**Exercise directions**
Please continue the essay below about joining a sorority at San Diego State, starting after its last sentence.

Someone asked me yesterday why I chose to be in a sorority. The woman who asked me was with her daughter, who was planning to attend university in the upcoming fall, and she wanted to rush.
As a parent, she was nervous about letting her young, impressionable, and seemingly innocent 18 year-old daughter run wild at university, and from her interaction with numerous movies that stereotype the life of sororities and fraternities, she wasn't sure Greek life was the right path. I have Alpha Gamma Delta stickers over almost everything I own because I joined my sorority only a year ago, and I am completely obsessed with it, so she asked me which organization the letters stood for. I told her, and said that we were the newest sorority on San Diego State's campus. I am not one to miss the opportunity to brag about my beautiful and wickedly intelligent sisters.
Her worries about her daughter and her desire to rush followed, and then she hit me with the big question. Why did I choose to be in a sorority? I've answered the question a million times. "I wanted the opportunity to be involved on campus, I wanted to meet new people, I wanted to be involved in a good cause and I really connect with your philanthropic cause." But when she asked me, I really took a moment to think, mainly for her daughter's sake because although, unlikely, it felt like this girl's ability to rush in the fall depended entirely of my selling of the Greek community.
I joined the Greek community because I felt lost in the shuffle of San Diego State. The school is huge, I wasn't emotionally all there after my relationship completely crumbled at my feet, and I was trapped in what felt like a very dramatic episode of Girls, constantly questioning my future and ability to achieve or even identify my dreams. I was losing hope that my love for SDSU was ever going to come back to me. And then a friend told me Alpha Gamma Delta was going to be establishing a chapter on campus. That day, I emailed the leadership consultants involved in the process. I was overly eager, to say the least, to be involved in something from the ground up, even if I had no real idea what being in a sorority would entail.
I had friends involved in the founding of the newest fraternity on campus, and for better or worse, it changed their lives. I wanted that opportunity. I attended all the rush events, met hundreds of girls whose names I could never remember, and watched YouTube tutorials on how to do my hair because being naturally girly is not in my nature. Amazingly, it worked!
Three insanely long weeks later, I was invited to be a member of Alpha Gamma Delta. The next four months were filled with countless meetings about what it would take to be a founding member of this organization and how we wanted to be perceived on campus. We hosted movie parties, and made crafts and played name games to try to get to know one another. We discovered that coordinating over 100 young women is actually insanely complicated, and that there is no real way to guarantee everyone will read their emails. We found little’s and big’s and made friends with people we never would have imagined meeting, and we discovered that the bonds of sisterhood are a real and complicated thing.

**Source data**

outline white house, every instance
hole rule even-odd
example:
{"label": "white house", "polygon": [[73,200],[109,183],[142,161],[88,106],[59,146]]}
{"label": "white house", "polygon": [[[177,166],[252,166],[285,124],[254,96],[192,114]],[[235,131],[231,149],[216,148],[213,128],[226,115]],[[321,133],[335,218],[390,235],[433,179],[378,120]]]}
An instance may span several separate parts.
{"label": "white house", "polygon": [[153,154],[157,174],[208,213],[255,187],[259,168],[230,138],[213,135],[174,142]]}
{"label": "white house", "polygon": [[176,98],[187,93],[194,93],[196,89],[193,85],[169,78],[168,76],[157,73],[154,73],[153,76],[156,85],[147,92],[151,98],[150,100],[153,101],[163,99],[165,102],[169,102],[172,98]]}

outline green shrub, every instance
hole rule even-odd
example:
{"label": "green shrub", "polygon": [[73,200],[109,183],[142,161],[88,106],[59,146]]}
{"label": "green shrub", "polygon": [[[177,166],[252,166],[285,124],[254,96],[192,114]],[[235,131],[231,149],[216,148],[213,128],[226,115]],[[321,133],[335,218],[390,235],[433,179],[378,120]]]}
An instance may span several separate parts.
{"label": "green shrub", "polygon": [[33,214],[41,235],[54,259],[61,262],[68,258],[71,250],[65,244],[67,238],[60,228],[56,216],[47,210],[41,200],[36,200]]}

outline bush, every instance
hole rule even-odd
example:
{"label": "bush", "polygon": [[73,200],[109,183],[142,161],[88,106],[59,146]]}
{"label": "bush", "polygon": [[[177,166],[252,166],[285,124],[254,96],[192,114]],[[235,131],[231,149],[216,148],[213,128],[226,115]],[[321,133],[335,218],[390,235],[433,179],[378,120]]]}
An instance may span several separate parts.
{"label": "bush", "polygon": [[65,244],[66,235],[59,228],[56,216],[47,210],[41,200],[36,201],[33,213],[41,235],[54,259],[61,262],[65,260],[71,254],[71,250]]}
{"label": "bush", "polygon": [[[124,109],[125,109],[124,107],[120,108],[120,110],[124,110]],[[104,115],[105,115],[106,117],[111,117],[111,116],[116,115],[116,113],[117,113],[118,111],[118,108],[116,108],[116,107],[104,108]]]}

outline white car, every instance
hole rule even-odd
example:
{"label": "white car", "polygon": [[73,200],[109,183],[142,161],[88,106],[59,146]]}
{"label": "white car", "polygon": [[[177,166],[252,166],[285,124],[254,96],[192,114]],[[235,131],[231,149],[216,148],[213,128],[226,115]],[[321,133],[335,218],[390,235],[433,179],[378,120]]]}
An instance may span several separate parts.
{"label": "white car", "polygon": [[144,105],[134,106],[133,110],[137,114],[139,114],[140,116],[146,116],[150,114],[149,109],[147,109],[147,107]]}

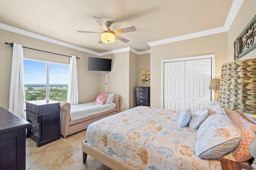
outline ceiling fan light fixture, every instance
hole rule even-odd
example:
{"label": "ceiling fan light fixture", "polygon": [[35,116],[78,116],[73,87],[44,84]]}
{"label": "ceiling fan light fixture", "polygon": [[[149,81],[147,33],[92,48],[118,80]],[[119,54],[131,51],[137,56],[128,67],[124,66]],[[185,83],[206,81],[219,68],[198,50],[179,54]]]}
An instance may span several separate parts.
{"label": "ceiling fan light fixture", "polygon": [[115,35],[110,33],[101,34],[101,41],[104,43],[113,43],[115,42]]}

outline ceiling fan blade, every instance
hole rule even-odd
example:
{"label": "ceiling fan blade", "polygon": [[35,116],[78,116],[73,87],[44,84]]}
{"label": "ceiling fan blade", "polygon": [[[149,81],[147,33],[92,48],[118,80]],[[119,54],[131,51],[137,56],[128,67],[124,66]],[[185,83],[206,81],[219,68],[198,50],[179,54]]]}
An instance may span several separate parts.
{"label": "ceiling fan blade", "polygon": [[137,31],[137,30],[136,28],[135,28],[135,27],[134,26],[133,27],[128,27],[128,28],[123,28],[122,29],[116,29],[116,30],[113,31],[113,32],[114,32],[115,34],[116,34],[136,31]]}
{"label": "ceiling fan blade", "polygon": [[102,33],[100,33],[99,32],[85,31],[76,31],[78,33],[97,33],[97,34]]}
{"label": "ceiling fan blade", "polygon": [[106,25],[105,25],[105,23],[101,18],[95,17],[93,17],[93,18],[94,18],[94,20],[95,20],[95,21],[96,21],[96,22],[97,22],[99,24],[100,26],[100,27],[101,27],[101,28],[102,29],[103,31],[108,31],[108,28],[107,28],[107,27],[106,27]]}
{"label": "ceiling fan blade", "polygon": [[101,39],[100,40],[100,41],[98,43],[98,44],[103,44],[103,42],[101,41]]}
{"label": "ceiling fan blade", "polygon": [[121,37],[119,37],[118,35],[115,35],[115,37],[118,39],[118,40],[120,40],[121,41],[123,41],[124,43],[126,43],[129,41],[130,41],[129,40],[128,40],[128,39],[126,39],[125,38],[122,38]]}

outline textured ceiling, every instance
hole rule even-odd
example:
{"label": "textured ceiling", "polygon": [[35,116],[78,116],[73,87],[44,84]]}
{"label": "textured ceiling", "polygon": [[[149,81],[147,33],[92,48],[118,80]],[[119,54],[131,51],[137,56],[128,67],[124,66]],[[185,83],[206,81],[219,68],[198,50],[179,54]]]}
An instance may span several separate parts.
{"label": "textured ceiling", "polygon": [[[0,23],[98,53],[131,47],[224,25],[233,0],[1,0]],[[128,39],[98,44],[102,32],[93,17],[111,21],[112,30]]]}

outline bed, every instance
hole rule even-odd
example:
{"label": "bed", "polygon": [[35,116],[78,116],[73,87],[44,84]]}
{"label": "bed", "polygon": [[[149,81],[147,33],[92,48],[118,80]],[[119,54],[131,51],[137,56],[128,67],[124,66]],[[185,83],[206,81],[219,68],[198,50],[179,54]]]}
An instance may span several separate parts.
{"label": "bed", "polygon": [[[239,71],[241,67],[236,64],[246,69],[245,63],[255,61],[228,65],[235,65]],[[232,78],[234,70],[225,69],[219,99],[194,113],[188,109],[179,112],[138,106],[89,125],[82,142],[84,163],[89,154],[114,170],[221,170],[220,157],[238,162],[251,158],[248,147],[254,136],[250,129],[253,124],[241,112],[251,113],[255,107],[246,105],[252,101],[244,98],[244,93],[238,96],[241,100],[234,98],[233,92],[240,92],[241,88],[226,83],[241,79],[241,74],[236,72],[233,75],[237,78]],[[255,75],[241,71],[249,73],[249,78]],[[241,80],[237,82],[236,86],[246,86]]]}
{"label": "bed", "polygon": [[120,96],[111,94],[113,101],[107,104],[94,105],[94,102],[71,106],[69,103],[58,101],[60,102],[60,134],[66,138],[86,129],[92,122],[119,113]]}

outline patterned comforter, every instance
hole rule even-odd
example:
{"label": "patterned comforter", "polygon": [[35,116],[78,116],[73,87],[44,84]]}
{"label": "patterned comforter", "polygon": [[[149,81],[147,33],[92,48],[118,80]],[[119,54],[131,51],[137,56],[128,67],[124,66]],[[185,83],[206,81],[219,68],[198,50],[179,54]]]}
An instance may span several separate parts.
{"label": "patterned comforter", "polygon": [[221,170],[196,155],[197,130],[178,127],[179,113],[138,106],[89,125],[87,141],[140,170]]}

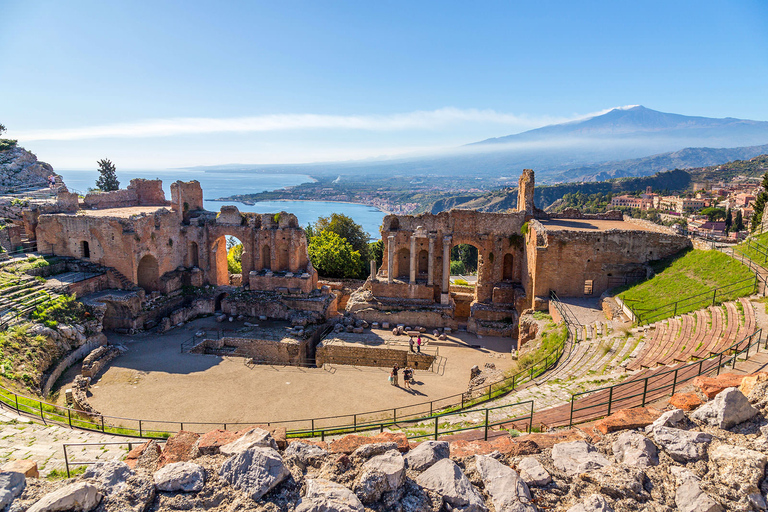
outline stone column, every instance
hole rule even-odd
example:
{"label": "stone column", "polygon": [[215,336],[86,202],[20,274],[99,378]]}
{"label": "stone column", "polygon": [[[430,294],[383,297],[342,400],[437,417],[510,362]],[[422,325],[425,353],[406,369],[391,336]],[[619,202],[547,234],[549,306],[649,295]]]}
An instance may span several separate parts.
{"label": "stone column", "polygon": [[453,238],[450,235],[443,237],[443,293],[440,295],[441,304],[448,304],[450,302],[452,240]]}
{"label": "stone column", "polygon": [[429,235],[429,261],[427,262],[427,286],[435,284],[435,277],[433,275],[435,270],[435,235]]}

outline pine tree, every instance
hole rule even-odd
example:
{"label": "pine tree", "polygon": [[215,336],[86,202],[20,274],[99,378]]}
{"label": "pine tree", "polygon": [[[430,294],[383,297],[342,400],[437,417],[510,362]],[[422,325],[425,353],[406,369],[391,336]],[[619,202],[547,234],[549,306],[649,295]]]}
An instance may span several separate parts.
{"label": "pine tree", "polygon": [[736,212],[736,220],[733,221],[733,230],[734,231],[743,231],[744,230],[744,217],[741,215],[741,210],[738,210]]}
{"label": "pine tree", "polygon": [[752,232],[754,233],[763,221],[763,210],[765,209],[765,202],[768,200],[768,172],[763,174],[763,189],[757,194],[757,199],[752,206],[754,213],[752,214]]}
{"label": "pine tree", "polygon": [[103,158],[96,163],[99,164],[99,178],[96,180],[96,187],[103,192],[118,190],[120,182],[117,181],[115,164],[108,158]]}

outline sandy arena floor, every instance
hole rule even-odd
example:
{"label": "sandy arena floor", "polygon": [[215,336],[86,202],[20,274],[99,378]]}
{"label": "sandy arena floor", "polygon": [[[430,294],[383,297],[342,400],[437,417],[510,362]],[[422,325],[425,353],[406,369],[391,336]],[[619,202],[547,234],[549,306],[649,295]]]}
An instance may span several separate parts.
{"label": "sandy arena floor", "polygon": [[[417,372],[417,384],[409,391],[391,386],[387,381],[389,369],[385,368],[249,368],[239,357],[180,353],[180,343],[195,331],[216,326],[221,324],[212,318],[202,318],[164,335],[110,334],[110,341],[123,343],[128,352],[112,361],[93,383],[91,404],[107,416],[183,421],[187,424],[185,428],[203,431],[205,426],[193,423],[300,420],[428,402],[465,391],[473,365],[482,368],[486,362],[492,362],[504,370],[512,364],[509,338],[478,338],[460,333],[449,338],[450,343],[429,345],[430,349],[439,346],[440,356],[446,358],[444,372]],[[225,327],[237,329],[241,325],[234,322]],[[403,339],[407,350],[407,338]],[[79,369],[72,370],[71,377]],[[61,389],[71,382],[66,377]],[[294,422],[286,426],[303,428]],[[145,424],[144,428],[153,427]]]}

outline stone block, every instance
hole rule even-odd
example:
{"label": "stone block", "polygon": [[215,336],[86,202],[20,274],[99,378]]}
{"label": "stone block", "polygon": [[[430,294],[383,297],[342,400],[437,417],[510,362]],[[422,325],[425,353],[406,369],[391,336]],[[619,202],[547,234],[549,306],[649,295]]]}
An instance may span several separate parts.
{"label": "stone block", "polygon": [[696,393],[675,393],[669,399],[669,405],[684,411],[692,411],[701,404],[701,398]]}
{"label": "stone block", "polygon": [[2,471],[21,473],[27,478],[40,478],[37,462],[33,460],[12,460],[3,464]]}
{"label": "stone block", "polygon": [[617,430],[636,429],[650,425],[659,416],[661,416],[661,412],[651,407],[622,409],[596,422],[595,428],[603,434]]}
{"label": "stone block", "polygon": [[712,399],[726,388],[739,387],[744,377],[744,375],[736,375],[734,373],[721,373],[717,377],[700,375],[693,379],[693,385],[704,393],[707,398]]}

* * *

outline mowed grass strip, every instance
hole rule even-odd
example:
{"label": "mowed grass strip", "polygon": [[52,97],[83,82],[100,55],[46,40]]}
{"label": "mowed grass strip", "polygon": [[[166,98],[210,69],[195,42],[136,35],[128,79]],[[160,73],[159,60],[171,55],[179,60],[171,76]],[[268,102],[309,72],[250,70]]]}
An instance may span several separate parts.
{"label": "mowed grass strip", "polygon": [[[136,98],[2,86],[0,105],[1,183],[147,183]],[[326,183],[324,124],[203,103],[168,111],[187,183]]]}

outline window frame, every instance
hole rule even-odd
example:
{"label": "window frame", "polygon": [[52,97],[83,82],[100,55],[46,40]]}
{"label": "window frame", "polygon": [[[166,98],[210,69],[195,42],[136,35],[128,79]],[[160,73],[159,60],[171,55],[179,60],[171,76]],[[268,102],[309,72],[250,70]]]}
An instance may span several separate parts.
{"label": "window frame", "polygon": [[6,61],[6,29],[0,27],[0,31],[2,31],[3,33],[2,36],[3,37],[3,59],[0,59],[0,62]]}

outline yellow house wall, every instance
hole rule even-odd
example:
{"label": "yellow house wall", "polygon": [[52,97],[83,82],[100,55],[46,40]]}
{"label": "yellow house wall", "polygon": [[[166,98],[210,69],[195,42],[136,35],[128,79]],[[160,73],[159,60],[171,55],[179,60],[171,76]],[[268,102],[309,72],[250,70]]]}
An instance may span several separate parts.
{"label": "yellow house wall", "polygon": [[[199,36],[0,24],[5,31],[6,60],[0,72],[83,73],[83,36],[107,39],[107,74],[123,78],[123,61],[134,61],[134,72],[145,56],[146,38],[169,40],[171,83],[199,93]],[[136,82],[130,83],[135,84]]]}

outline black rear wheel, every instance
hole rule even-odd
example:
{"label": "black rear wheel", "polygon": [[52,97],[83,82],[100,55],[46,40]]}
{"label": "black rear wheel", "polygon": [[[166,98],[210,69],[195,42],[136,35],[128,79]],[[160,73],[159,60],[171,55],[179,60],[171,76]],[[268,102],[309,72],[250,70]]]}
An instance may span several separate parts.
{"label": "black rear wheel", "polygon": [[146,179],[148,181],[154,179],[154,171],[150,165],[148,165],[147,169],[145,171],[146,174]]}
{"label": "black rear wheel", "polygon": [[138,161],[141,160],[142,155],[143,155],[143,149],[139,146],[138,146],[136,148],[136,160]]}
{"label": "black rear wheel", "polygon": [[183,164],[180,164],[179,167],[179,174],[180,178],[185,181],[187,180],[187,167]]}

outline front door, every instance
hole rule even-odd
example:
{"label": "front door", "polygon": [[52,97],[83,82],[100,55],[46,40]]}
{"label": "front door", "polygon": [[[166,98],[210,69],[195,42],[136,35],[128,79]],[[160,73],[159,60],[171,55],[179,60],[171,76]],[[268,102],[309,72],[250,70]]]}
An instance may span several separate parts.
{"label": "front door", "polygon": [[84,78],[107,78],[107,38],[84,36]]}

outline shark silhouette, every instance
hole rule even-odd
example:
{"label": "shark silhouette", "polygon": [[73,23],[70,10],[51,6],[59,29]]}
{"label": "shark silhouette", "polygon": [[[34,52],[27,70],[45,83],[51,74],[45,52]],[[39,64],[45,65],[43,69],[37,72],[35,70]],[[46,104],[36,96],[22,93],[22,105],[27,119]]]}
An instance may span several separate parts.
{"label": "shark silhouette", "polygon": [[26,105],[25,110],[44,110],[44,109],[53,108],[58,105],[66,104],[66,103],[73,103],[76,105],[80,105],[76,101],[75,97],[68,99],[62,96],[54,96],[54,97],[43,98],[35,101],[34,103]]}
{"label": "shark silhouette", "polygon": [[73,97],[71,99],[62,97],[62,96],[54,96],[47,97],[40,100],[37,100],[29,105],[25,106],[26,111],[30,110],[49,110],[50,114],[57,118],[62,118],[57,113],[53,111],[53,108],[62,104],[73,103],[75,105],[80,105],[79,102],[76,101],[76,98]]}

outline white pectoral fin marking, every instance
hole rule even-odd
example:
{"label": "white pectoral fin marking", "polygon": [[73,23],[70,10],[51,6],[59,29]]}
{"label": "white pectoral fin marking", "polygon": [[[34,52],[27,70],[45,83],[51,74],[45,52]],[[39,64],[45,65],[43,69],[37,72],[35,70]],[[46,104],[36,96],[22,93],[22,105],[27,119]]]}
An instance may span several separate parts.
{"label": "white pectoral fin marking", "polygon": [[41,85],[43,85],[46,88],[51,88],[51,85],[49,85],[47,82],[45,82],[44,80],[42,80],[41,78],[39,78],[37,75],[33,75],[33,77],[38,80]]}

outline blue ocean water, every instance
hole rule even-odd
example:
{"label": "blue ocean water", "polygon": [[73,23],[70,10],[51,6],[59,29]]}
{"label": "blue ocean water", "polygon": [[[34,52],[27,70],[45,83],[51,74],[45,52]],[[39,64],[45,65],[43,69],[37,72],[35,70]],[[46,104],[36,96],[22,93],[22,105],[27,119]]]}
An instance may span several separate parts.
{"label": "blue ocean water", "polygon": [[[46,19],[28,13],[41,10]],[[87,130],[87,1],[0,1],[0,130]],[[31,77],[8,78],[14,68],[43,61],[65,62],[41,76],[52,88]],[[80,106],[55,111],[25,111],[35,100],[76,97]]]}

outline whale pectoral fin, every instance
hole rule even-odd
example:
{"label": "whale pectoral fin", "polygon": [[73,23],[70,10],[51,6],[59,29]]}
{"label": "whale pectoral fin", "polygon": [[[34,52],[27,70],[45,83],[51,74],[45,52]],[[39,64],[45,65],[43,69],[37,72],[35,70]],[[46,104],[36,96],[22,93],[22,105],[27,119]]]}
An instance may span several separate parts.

**Exercise output**
I left to study abroad four months after I joined AGD, and learned that even with people you don't know particularly well, you still feel connected to them from the other side of the world, because that's what sisterhood is -- unconditional and unwavering, filled with forgiveness, and just as cheesy as the movies make it out to be.
I told this woman all of this. I told her how I had found a little who feels like an actual little sister,
and whom I would do nearly anything in the world for -- from 6000 miles away. I told her about the different philanthropy events I've been able to
be involved in that raise awareness and money for diabetes, a disease that one
of my best friends has coped with for a decade. I told her about the
mistakes I've made and asked for help with, and the judgment-free aid I received without question. I told her about traveling through Europe with one
of my sisters, about wishing more than anything that I could be back with these
girls to continue to get to know them, as I would've loved to do all semester,
and about feeling connected to something much bigger than myself.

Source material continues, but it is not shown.